Which lines below show the string "Query" with the same capitalization? Copy every one of them.

--- START Data to process ---

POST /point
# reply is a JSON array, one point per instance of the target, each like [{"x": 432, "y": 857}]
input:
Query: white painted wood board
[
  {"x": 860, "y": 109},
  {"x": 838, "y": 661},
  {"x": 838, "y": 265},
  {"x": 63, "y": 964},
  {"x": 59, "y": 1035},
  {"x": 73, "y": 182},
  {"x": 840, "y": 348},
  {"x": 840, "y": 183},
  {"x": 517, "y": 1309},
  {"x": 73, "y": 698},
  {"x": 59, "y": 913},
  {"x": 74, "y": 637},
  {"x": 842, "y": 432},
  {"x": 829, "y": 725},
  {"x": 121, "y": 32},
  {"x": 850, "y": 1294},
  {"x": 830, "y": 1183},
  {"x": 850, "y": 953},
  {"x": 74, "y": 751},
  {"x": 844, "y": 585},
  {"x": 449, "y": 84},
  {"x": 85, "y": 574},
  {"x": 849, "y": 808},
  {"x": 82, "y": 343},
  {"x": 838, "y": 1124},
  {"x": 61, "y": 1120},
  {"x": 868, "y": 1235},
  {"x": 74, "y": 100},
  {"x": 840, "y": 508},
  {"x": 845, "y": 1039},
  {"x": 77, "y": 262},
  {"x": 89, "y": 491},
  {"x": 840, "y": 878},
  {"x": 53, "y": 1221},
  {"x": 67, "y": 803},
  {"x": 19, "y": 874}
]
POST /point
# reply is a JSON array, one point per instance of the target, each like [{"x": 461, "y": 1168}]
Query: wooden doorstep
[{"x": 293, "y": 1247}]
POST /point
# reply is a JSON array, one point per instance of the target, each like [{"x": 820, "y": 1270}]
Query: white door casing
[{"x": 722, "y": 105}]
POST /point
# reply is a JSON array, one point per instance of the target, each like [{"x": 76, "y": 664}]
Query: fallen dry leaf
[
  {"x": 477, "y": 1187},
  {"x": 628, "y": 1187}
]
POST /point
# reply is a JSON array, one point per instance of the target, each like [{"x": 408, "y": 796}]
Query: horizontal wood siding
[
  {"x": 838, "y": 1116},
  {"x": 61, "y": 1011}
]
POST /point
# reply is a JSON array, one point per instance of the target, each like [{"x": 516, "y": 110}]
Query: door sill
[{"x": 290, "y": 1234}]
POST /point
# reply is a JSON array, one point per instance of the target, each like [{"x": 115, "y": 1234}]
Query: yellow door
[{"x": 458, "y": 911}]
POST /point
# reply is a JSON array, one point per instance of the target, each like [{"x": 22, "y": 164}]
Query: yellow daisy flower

--- END Data to process ---

■ **Completed exercise**
Query: white painted wood board
Query: wooden doorstep
Query: white door casing
Query: fallen dry leaf
Query: horizontal wood siding
Query: door sill
Query: yellow door
Query: yellow daisy flower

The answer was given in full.